▶ [WHAT IS NEEDED]: What must be handed in is the entire listing, exactly as written, with no pictures.

▶ [AVAILABLE DATA]:
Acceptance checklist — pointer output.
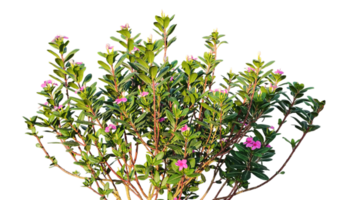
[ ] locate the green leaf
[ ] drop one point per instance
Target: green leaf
(240, 147)
(144, 78)
(157, 178)
(153, 72)
(71, 144)
(242, 155)
(223, 42)
(143, 64)
(261, 176)
(173, 26)
(159, 156)
(158, 19)
(269, 63)
(52, 53)
(104, 65)
(59, 62)
(114, 39)
(100, 54)
(141, 117)
(206, 106)
(174, 179)
(71, 53)
(246, 176)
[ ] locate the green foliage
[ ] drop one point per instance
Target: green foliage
(183, 93)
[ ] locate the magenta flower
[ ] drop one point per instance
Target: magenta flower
(279, 70)
(109, 46)
(182, 164)
(185, 128)
(110, 125)
(118, 101)
(125, 25)
(59, 35)
(48, 81)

▶ [TASK RESULT]:
Acceptance checklist — pointer output.
[ ] locate the green leaf
[ ] drop one point per instance
Target: green leaf
(240, 147)
(144, 78)
(157, 178)
(153, 72)
(71, 144)
(242, 155)
(223, 42)
(143, 64)
(261, 176)
(173, 26)
(159, 156)
(158, 19)
(269, 63)
(52, 53)
(104, 65)
(59, 62)
(114, 39)
(100, 54)
(141, 117)
(206, 106)
(174, 179)
(71, 53)
(246, 176)
[ ] locate the green foliage
[ ] drop one point per instance
Target: green foliage
(183, 93)
[ ] locate the magenta flower
[ ] drop one point per instance
Target: magenta flower
(279, 70)
(109, 46)
(182, 164)
(185, 128)
(110, 125)
(118, 101)
(125, 25)
(59, 35)
(48, 81)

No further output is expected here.